-- Opening Marker --
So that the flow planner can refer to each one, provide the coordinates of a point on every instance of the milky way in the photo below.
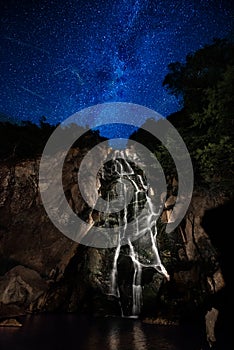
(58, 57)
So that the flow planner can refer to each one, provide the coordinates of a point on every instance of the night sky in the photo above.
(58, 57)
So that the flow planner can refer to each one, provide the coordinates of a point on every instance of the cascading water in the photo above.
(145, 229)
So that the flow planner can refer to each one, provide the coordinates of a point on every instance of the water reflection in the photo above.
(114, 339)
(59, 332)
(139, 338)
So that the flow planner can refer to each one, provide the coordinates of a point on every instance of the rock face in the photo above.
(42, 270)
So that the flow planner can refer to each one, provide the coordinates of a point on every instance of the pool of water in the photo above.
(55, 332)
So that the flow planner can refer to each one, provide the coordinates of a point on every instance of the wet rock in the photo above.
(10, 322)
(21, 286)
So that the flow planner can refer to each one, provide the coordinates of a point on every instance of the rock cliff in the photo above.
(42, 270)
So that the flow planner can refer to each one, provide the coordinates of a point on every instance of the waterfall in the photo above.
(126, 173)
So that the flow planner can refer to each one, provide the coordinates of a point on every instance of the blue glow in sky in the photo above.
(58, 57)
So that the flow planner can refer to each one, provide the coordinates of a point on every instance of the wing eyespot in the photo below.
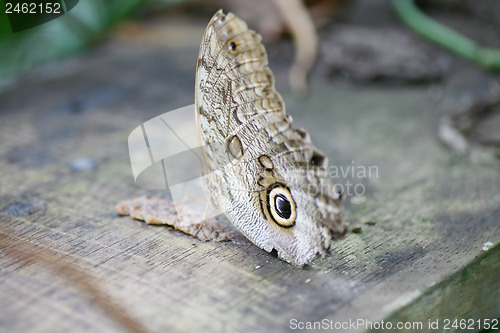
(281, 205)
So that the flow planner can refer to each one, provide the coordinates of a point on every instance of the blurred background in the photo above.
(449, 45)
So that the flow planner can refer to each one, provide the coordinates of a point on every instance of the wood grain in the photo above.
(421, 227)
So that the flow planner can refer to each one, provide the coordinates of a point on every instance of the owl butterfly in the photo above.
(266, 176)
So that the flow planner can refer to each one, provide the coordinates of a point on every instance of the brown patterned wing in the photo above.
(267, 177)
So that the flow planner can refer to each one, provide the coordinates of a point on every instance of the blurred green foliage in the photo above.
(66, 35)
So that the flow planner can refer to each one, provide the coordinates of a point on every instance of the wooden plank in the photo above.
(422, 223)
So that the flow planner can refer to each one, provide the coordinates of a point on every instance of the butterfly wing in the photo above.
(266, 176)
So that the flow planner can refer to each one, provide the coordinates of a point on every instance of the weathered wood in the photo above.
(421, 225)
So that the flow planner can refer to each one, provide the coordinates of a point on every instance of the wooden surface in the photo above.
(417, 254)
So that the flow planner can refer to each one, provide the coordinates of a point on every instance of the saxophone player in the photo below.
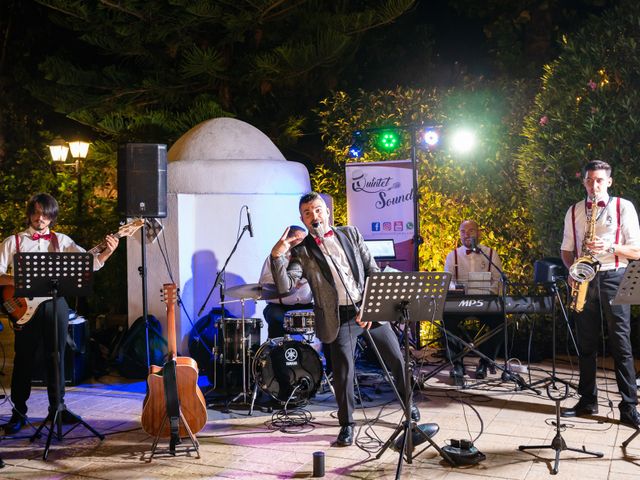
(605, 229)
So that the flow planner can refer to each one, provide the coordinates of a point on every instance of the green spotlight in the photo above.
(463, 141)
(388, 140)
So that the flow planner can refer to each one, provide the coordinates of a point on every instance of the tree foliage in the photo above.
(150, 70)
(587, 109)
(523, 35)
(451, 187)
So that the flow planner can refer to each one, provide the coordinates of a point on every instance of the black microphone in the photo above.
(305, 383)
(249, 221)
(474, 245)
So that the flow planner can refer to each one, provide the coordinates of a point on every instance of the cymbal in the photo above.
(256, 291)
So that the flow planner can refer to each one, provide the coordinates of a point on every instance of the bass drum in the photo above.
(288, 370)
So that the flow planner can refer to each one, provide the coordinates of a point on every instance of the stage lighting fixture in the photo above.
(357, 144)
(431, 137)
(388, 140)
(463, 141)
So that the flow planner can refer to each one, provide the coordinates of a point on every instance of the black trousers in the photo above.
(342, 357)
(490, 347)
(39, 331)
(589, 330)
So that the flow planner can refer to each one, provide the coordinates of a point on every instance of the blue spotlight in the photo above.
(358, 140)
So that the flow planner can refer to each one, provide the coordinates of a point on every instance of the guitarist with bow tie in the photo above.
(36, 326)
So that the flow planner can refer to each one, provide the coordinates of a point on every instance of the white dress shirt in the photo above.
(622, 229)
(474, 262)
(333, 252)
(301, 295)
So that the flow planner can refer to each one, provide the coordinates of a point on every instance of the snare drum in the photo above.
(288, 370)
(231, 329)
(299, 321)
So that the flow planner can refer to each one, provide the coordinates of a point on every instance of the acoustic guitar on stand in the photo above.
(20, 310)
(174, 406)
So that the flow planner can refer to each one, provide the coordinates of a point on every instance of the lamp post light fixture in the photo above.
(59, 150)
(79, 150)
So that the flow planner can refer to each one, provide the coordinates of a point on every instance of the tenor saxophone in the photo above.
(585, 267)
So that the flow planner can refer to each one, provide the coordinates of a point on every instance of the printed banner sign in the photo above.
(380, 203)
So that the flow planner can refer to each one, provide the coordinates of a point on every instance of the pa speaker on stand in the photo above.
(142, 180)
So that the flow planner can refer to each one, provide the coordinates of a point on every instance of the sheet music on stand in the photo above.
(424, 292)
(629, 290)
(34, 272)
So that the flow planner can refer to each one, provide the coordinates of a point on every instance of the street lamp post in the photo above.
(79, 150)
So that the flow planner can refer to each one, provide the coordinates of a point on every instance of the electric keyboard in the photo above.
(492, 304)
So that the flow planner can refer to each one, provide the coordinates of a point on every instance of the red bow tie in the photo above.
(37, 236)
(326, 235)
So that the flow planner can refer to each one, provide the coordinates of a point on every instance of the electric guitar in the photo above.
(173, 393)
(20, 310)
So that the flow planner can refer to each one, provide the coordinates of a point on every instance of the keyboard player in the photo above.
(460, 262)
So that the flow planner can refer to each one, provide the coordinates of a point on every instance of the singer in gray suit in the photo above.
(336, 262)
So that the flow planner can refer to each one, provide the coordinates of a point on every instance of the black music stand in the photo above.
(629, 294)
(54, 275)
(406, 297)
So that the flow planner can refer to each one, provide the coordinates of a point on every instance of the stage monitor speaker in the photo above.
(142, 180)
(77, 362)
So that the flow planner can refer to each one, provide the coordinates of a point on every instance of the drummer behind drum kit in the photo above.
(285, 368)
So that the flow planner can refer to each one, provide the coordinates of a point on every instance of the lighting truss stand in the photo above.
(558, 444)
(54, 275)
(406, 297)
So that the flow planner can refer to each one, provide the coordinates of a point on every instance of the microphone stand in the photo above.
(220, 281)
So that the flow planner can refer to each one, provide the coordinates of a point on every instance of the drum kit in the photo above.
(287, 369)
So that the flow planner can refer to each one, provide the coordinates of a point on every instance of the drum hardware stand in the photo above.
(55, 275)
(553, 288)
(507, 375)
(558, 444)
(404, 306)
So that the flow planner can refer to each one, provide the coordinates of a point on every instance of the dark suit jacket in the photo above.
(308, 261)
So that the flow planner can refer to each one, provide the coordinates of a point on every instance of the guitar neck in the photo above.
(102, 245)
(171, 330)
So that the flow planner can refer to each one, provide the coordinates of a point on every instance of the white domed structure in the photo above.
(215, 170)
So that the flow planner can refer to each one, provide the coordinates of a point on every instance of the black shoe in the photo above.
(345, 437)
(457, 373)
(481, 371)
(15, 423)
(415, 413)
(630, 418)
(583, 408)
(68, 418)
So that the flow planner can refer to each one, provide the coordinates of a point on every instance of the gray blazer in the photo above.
-- Closing Marker --
-- Opening Marker --
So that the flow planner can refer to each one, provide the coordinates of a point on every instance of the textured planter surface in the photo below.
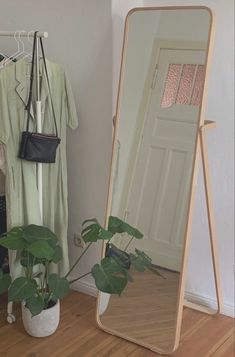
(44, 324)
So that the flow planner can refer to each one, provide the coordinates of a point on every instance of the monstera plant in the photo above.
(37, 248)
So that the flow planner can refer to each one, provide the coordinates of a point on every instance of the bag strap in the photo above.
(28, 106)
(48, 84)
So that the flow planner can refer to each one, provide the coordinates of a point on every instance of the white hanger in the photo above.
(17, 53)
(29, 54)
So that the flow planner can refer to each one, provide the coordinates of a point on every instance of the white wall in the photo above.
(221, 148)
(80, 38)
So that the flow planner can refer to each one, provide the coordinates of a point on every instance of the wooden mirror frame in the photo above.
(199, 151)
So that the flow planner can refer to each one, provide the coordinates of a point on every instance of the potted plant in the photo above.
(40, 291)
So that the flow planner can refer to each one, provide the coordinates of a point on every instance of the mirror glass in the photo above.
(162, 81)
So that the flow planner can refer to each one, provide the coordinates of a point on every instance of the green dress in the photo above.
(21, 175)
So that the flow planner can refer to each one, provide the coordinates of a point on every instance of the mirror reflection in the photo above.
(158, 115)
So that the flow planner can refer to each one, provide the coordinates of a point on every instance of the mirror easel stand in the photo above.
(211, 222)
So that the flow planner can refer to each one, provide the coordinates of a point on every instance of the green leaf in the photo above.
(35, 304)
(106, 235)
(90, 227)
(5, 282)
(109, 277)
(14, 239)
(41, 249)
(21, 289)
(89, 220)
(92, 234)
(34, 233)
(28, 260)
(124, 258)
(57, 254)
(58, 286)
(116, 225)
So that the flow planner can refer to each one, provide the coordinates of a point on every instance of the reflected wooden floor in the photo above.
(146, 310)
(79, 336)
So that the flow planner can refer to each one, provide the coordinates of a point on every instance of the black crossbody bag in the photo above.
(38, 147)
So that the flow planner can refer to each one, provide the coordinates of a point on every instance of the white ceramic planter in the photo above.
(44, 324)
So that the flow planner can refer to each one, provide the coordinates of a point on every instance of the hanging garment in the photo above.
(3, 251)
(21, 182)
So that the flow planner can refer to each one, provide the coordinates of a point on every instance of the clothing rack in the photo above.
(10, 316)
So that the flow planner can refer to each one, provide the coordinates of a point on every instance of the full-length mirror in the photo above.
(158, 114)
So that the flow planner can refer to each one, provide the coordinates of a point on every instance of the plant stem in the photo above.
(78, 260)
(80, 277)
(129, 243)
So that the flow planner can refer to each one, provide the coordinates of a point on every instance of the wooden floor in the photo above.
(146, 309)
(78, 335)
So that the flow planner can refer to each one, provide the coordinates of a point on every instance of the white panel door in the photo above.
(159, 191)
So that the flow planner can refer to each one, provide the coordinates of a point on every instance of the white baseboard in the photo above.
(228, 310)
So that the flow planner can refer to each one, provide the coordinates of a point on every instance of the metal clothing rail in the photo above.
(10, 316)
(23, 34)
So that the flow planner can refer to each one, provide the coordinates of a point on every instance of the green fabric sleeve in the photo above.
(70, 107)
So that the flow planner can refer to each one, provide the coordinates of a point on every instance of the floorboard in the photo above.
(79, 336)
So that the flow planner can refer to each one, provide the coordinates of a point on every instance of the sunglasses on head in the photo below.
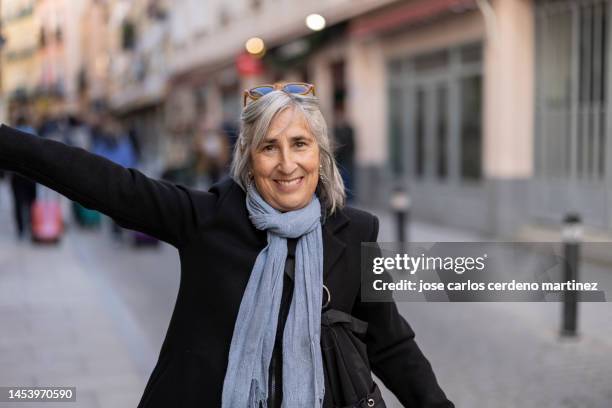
-- Closing Marker --
Copy the lines of the data above exactly as written, beginning with the line containing "suit in the photo above." and ending with the line containing "blazer in the photo above.", and leave out all other lines.

Your response:
So that the flow planner can refer to each one, provide the coordinates of a point on every instance of the singer in gray suit in the photo above.
(336, 262)
So that the flow planner can refer to each one, provide the coordinates of a point on every instance of the black music stand in the photo above.
(629, 294)
(54, 275)
(406, 297)
So that the flow planner can refer to each one, provide the coordinates of a point on every instance of the stage monitor speaker in the photo above.
(142, 180)
(77, 362)
So that the flow planner can refer to each one, provide the coordinates of a point on every instance of the drummer behind drum kit in the photo above.
(285, 368)
So that the flow planner can refer to each one, provide the coordinates of a point on every instance of the lighting truss stand in the photo above.
(558, 444)
(54, 275)
(406, 297)
So that the flow planner can refer to each one, provide the coordinates of a point on every instance of the microphone stand in the photo above.
(220, 281)
So that the flow planner can refer to each one, provide the coordinates of a point on every instance of the drum kit in the photo above.
(287, 369)
So that the flow planner can refer to each one, provide the coordinates of a point on every instance of the drum hardware stand in the photo above.
(55, 275)
(553, 288)
(507, 375)
(558, 444)
(404, 306)
So that the flow planner can refer to each one, provide the coordinates of a point on every instance of the dark suit jacket in the photo above.
(308, 261)
So that the flow planner can refer to each one, provide the coordinates of a point on every instance of the guitar neck in the photo above.
(102, 245)
(171, 330)
So that the flow planner can refer to each one, provide the coordinates of a point on every instance of the white domed structure in the photo above.
(215, 170)
So that the flow planner can refer to each one, provide the coordinates of a point on every instance of the black shoe in the photo above.
(345, 437)
(457, 373)
(481, 371)
(15, 423)
(415, 413)
(630, 418)
(583, 408)
(68, 418)
So that the flow planner can refer to each one, provide the coordinates of a point on every instance of the gray blazer in the photo above.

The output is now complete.